TO DO. In the following listing, find the lines containing "cliff" and report them.
_____
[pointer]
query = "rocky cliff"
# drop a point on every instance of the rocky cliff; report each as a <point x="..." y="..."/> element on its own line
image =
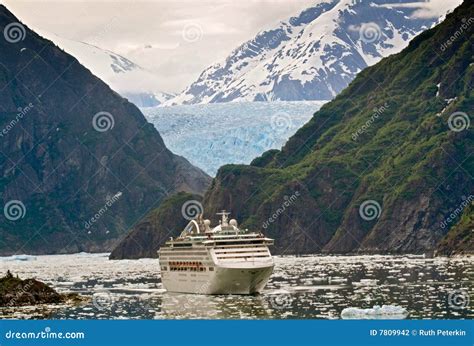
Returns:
<point x="159" y="225"/>
<point x="79" y="165"/>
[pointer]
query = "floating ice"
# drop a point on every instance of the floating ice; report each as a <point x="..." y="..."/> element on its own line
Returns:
<point x="377" y="312"/>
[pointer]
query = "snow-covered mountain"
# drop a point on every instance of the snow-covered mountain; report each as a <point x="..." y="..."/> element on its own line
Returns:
<point x="314" y="55"/>
<point x="212" y="135"/>
<point x="122" y="75"/>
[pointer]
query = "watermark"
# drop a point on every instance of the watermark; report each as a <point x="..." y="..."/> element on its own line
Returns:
<point x="192" y="32"/>
<point x="103" y="121"/>
<point x="466" y="23"/>
<point x="109" y="202"/>
<point x="44" y="334"/>
<point x="370" y="210"/>
<point x="458" y="299"/>
<point x="459" y="121"/>
<point x="14" y="32"/>
<point x="14" y="210"/>
<point x="191" y="209"/>
<point x="370" y="32"/>
<point x="377" y="112"/>
<point x="21" y="113"/>
<point x="457" y="212"/>
<point x="288" y="201"/>
<point x="281" y="122"/>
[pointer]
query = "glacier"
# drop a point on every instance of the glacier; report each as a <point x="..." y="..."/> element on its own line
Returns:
_____
SOLVED EXERCISE.
query = "rocky cliff"
# drop a point on every instance of the rocky cliff; report each as a <point x="..." y="..."/> element on its own line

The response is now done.